### [To do]
Please rewrite the rows below, starting with the line that contains "Note for the class: annotate every instance of the conifer" and going on through the last row. Shift each coordinate pair in the answers by adding 13 to both of its numbers, and keep every other row unchanged.

### [Dataset records]
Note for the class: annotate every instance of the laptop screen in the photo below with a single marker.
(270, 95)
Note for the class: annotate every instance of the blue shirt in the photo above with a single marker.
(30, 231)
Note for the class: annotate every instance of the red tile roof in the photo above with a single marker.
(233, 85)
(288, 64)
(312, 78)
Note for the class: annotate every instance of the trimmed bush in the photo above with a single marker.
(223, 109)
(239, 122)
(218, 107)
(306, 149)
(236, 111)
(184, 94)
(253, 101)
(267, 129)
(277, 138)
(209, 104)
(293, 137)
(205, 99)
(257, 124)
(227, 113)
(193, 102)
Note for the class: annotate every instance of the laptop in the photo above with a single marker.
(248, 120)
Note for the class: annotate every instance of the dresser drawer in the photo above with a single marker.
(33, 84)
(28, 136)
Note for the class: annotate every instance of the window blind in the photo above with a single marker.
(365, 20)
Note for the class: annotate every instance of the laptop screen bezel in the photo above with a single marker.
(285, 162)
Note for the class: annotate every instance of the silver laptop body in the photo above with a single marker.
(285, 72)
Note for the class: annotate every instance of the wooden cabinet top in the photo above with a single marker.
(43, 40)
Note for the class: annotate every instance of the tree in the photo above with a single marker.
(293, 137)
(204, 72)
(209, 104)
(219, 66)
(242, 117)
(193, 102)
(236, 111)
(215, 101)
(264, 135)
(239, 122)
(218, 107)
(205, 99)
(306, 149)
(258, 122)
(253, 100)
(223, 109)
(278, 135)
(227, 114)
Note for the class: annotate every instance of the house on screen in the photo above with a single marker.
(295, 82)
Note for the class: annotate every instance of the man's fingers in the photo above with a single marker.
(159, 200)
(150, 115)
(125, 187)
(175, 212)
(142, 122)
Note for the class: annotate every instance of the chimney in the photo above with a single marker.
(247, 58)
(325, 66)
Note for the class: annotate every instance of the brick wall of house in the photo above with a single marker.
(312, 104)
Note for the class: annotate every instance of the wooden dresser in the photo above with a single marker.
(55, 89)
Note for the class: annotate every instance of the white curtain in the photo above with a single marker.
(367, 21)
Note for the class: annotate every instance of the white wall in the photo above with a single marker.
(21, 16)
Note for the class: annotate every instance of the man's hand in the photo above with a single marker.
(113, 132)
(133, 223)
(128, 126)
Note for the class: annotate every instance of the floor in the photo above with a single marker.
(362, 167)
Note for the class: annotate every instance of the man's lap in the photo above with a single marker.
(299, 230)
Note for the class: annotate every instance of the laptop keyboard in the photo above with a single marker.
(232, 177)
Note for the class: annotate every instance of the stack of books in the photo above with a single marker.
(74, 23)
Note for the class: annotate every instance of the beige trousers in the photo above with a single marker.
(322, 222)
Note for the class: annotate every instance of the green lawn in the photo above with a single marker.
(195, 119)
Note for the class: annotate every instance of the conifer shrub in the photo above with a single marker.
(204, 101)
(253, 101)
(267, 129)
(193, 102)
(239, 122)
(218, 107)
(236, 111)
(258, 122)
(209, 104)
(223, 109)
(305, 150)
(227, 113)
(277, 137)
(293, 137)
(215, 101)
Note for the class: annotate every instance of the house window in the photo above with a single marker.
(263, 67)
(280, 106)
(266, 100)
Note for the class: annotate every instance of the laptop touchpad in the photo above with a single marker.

### [Correct output]
Note for the class: annotate every instance of the conifer shrub in the photo above with a single marker.
(217, 114)
(266, 114)
(280, 142)
(206, 115)
(252, 135)
(231, 120)
(249, 124)
(271, 135)
(222, 117)
(236, 122)
(318, 163)
(240, 126)
(290, 150)
(306, 150)
(228, 114)
Note for the class: annotate every instance of the house window in the photo above with a single marker.
(276, 80)
(293, 119)
(279, 113)
Note for the class: annotate every instance of the laptop touchpad in the photo above with a single marker.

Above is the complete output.